= WHAT TO DO =
Put the data from its start through the line containing "[(284, 216), (321, 193), (327, 202)]" into a two-column CSV with the columns "instruction" and "points". Give one row per text-and-answer pair, with each value in a quoted field and its line breaks replaced by spaces.

═════ GIVEN RECORDS

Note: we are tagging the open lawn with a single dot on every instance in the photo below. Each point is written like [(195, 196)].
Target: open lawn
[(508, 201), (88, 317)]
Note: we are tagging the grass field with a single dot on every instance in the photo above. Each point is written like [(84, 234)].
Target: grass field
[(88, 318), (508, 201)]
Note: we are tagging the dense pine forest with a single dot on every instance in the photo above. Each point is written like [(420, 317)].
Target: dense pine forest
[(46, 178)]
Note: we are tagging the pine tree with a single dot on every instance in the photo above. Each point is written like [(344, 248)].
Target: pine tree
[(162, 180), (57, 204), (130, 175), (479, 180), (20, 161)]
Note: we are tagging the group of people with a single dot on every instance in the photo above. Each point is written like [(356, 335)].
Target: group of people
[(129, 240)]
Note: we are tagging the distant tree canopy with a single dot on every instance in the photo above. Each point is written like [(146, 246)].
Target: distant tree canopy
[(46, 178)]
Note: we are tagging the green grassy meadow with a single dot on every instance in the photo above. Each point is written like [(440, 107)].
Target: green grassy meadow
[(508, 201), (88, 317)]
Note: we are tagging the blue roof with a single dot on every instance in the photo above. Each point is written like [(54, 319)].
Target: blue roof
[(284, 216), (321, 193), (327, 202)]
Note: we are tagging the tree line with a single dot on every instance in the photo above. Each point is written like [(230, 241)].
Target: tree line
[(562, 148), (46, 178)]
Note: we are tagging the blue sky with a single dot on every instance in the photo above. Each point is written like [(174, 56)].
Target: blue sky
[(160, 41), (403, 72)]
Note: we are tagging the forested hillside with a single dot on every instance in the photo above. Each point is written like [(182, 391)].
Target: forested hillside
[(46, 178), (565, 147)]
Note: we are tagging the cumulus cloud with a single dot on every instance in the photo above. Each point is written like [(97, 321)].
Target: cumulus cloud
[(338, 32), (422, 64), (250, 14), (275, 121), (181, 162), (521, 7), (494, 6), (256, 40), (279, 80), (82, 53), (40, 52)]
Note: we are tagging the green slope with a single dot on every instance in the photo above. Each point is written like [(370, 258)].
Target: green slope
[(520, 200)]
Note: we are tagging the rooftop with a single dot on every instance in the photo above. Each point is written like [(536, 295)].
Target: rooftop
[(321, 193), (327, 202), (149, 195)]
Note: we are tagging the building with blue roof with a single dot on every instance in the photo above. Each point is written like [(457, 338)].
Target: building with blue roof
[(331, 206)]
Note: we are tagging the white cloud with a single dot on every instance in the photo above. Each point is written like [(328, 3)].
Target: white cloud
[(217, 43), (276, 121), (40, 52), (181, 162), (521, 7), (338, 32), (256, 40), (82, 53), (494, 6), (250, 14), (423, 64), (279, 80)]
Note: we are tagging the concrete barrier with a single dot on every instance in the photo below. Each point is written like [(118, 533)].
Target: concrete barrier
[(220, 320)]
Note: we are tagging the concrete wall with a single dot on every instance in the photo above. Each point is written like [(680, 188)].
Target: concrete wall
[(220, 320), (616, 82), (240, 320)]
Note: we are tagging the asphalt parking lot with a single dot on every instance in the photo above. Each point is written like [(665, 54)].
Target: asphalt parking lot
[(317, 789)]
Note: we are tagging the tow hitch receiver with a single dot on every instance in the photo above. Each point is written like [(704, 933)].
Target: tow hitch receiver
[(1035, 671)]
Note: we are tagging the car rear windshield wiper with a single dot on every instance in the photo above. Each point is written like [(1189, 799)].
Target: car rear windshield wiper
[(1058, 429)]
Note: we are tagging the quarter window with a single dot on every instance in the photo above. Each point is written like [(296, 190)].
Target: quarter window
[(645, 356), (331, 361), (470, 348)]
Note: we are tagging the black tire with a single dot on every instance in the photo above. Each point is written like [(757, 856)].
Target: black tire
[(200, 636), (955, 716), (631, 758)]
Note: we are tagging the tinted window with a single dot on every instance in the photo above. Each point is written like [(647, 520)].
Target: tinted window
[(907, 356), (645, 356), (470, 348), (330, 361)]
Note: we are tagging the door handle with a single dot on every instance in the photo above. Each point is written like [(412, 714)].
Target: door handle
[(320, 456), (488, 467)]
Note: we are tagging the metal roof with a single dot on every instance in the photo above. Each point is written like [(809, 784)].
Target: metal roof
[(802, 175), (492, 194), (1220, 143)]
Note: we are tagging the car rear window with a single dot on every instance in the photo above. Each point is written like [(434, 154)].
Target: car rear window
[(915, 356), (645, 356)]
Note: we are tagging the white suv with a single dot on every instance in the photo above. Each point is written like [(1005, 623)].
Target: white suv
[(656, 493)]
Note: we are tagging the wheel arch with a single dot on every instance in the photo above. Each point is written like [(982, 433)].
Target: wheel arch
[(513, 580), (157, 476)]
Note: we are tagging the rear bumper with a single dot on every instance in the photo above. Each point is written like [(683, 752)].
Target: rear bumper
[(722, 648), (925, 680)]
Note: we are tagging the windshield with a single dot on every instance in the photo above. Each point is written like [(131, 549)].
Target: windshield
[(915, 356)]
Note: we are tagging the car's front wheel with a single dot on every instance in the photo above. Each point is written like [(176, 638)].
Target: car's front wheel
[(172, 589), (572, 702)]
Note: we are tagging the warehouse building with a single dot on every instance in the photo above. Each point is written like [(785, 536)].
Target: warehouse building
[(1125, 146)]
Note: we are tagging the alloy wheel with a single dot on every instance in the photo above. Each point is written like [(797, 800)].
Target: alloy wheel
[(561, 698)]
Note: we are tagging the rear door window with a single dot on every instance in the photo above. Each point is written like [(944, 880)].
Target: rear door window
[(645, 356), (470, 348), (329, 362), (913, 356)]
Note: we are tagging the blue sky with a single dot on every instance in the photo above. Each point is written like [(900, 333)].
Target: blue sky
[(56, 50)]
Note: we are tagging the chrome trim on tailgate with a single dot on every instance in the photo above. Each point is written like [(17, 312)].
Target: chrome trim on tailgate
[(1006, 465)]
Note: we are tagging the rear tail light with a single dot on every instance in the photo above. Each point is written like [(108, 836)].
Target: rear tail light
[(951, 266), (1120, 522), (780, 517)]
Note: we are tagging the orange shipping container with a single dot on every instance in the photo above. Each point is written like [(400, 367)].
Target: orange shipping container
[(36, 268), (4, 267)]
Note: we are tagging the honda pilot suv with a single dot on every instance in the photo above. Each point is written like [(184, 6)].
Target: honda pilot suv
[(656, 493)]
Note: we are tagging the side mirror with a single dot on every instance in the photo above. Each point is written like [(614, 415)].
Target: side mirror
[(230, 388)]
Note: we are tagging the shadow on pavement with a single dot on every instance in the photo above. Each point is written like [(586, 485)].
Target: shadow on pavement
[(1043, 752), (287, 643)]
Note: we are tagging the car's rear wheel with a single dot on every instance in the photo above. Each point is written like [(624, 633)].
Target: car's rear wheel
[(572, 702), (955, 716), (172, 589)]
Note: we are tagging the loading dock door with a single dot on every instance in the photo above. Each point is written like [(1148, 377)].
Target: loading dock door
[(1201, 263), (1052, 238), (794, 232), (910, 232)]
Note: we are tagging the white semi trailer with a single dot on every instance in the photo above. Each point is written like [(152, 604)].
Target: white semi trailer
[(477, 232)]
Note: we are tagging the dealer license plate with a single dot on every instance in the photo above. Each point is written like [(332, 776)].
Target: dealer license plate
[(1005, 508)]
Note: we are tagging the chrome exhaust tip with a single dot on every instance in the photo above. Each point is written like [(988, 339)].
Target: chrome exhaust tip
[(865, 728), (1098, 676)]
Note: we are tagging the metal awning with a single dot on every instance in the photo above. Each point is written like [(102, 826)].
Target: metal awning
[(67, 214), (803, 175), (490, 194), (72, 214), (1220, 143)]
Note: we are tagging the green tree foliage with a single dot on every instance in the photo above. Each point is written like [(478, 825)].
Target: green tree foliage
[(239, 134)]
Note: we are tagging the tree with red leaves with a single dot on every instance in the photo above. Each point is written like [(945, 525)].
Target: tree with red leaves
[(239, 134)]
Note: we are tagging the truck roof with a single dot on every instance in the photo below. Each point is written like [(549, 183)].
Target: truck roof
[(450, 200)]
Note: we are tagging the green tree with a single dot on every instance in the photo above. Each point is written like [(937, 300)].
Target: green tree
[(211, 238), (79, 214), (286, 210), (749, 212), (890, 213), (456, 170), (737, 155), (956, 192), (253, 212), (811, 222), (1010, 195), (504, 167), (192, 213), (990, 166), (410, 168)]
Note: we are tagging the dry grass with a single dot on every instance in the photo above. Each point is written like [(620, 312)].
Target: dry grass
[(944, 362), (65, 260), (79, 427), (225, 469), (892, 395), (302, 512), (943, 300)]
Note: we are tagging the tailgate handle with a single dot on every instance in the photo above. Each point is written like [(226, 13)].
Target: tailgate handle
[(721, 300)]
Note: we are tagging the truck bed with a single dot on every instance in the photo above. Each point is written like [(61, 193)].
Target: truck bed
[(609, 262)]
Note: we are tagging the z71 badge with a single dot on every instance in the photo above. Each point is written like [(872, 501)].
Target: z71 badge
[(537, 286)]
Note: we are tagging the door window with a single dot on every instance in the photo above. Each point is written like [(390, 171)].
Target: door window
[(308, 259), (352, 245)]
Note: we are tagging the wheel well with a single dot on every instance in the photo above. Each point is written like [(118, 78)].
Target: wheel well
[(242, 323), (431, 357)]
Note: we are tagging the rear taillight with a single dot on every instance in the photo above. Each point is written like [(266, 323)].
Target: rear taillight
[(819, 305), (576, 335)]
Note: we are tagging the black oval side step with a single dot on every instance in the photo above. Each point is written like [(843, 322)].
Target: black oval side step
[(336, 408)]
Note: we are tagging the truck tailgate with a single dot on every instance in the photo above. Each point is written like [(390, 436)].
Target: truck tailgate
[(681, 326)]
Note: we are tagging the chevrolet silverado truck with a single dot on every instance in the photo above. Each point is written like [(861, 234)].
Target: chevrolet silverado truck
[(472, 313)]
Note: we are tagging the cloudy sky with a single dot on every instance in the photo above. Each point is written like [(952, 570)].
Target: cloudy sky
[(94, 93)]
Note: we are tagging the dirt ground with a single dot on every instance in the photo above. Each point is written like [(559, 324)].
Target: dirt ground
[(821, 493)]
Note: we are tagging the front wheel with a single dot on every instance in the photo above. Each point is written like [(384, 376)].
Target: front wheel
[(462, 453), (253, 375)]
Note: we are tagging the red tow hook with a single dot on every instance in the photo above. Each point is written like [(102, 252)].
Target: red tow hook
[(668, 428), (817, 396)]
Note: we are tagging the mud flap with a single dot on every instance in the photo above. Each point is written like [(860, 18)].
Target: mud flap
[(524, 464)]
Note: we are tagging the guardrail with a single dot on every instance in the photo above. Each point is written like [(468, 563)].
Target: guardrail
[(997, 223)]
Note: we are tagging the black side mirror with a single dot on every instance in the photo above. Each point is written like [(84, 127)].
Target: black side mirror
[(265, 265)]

══════════

= SOLUTION =
instruction,points
"Note: we are tagging the open lawn with a single dot on every instance in the photo below. Each point is written like [(195, 196)]. Target: open lawn","[(508, 201), (88, 317)]"
"Note: we are tagging the grass field with a single dot on every instance in the photo above. Each point is written like [(84, 234)]. Target: grass field","[(88, 318), (508, 201)]"
"Note: we are tagging the dense pine forest with a single dot on every instance in the photo above. Each point is written like [(420, 317)]. Target: dense pine forest","[(46, 178)]"
"Note: we are tagging the pine tree with a single dot on every instance in the photo above. Each point is written like [(344, 248)]. Target: pine tree","[(162, 180), (57, 204), (130, 175), (479, 180), (20, 161)]"
"Note: we are tagging the group of people with a single dot on every instance in the photo above. Each point is written like [(356, 335)]. Target: group of people","[(129, 240)]"
"Note: we are tagging the distant tree canopy with a single dot on every instance in the photo above. Each point is written like [(146, 246)]. Target: distant tree canopy","[(46, 178)]"
"Note: we are tagging the green grassy meadow with a single dot on every instance in the photo above. Each point is written like [(440, 107)]. Target: green grassy meadow","[(508, 201), (88, 317)]"
"Note: we are tagging the blue roof with a single dot on every instance in the photo above. Each point is written like [(54, 319)]. Target: blue roof","[(284, 216), (321, 193), (327, 202)]"